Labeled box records

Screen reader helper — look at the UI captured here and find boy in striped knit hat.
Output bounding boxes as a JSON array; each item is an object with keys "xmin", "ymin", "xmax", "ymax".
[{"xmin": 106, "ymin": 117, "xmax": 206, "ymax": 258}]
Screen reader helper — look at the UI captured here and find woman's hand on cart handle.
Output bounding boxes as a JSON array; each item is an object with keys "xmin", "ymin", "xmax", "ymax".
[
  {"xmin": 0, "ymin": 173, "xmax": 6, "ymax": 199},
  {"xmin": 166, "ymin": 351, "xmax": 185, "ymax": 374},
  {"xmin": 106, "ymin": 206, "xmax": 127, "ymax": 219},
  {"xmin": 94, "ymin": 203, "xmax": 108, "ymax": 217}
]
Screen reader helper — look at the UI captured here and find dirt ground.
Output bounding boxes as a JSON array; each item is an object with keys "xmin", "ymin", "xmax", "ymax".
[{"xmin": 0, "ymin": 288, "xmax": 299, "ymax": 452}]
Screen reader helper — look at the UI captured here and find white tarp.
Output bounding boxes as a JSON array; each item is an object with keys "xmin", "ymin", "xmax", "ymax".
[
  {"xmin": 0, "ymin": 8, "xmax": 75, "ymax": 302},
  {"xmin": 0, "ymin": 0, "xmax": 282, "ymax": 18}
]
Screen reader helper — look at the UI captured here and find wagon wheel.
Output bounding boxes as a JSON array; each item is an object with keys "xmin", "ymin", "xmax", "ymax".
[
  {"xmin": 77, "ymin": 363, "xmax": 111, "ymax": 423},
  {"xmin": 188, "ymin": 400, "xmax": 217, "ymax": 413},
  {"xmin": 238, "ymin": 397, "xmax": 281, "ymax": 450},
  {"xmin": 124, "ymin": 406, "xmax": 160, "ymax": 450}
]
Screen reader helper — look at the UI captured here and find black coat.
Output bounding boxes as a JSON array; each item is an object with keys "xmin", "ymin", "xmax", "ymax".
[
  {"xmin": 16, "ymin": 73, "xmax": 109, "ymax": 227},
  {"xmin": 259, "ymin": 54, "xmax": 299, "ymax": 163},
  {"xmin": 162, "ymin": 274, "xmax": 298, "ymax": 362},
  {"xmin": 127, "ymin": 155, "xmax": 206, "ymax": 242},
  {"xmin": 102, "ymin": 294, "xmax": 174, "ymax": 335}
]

What you will do
Pick out each line in the listing above that contains the word "look", and copy those lines.

Result of this task
Screen reader helper — look at the UI captured here and find boy in striped knit hat.
Screen reader helper — look at the UI captured here and find woman's hand on cart handle.
Screen reader helper — look at the UI captured here and find dirt ground.
Screen reader helper — look at the UI captured here and find white tarp.
Screen reader helper — look at the UI captured here and find wagon wheel.
Screen reader helper — look at the UI captured here and find black coat.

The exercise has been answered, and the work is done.